**TEXT SECTION**.
=== Section Start ===

The premise of ‘Apocalypse Cow’ is inspired. A weaponised virus escapes from a government lab and turns cows and other animals into crazed carnivores.
The mechanics of the virus and its spread had been carefully thought through, as had the chaos that it would cause and the difficulty the army would have in containing the spread of the infection while dealing with large numbers of displaced people.
The structure of the story was also promising. Three initially separate storylines that eventually twist around each other, each one centring on an uninspiring hero: a journalist whose not very good at her job, a slaughterhouse work who is depressed by the killing that he does, and the much put-upon son of hippy parents whose commitment to veganism results in their son having to wear clothes made of hemp (which he is allergic to.
Yet, by the 70% mark, I abandoned the book rather than spend another two hours and forty minutes watching the plot unfold.
What was the problem? The humour, the pace and the people.
Humour’s a funny thing. You get it or you don’t. It works or it doesn’t. For me, the humour in this book didn’t work. Why? I didn’t like that most of the humour was tainted either by cruelty or by a puerile sleaziness. For the most part, the situations and the reactions of the characters had a lot of potential for humour. I was reminded of the kind of situations that Tom Sharpe would set up. But time after time the humour slid from exploiting the potential of a chaotic situation to poking fun at the characters for their weaknesses or adding in little bits of sleaze that may have been meant to be titillating or ironic but which just seemed puerile to me.

=== Section End ===

**EXCERPTED DATA**.
=== Section Start ===

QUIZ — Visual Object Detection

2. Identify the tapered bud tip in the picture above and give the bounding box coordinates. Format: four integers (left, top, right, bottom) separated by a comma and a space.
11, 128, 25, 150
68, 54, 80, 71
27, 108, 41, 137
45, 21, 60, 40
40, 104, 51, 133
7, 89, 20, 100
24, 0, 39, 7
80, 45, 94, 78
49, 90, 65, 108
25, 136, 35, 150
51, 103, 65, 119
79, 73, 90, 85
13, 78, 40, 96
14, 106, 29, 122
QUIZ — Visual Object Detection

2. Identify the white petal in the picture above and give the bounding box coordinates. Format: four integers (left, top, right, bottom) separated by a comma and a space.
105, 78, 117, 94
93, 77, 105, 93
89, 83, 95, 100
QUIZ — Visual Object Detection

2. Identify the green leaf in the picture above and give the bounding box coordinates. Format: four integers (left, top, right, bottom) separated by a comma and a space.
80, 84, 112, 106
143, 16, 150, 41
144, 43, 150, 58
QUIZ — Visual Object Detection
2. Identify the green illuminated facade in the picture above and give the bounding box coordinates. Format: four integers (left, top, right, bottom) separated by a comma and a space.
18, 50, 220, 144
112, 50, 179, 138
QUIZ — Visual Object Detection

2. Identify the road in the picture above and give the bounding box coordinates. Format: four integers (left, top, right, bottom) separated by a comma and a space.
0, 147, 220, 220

=== Section End ===
=== Section Start ===

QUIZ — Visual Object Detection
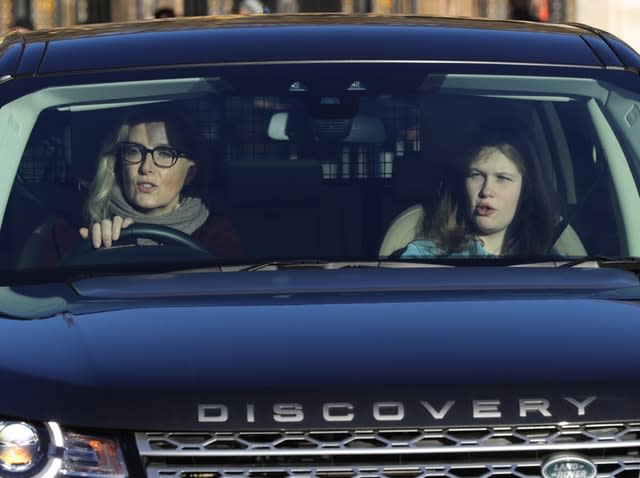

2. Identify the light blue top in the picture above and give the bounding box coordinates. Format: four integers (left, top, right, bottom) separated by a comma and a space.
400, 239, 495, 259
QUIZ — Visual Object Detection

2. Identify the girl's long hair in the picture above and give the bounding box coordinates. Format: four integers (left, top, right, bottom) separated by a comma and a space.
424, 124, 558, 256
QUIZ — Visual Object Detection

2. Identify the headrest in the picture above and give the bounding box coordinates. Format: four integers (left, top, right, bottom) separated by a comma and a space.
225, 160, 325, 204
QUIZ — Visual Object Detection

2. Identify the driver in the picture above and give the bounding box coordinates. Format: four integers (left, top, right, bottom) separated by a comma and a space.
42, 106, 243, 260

=== Section End ===

**APPLY WHAT YOU READ**.
1 – Based on the review of "Apocalypse Cow," tell whether each statement agrees with the review. Give yes or no for each, and quote the words from the review that decide it.
(a) The reviewer read the book to the end.
(b) The story has three storylines that start out separate and later twist around each other.
(c) The reviewer felt the humor in the book worked.
2 – Write the next part of the review of "Apocalypse Cow," picking up right after its last sentence.

**ANSWERS GIVEN**.
1 –
(a) No: "I abandoned the book rather than spend another two hours and forty minutes watching the plot unfold."
(b) Yes: "Three initially separate storylines that eventually twist around each other"
(c) No: "For me, the humour in this book didn’t work."

2 –
The middle of the book, when the three storylines have become one, seemed to lose all forward motion. There was action. Bloody, violent action. Some of the main characters died in spectacular ways. But I felt that the story wasn’t going anywhere.
I think this feeling of being stalled was added to because none of the characters felt real to me so, when they died, it didn’t have anything like the impact it could have done. It was more like a piece being taken off the board than the death of a person. Even by the 70% point, I wasn’t invested enough in the characters to care about what happened to any of them.
If the humour in this works for you then I’m sure you’d have a lot of fun and the pace and the shallowness of the characterisation would be easy to gloss over. But it’s not for me.
I saw this in the bookstore a while back and added it to my to-read list purely based on the title, but I can’t say I’m surprised that it’s not that great.